Problem requirements
Lines with the word "water" in them are the ones to copy from the records.

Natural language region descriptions

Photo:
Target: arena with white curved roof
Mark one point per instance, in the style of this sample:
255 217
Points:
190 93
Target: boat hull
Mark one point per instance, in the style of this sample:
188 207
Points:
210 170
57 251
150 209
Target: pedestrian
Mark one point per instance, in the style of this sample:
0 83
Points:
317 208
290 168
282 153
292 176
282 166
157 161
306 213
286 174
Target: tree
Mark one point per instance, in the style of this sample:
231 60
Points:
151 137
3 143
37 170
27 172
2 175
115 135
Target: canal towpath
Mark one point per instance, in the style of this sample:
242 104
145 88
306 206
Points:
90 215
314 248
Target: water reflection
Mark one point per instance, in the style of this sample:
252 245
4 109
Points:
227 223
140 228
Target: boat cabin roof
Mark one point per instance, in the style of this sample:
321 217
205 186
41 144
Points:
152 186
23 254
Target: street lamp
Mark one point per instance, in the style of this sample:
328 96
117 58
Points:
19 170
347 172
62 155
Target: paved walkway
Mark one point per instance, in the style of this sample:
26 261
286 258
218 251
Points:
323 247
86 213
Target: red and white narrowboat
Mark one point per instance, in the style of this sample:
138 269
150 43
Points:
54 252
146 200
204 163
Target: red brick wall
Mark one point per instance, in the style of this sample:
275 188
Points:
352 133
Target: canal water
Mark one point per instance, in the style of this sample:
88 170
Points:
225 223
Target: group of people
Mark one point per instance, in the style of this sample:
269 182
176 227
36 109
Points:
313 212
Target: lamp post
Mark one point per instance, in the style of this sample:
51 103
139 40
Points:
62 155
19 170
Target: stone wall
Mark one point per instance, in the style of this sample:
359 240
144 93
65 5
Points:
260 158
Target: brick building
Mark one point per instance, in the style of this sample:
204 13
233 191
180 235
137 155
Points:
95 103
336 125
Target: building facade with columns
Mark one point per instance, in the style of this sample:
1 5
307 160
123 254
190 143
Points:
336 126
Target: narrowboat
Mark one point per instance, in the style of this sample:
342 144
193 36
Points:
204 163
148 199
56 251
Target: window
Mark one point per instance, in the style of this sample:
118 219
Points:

Answer space
Target: water reflection
Target: canal water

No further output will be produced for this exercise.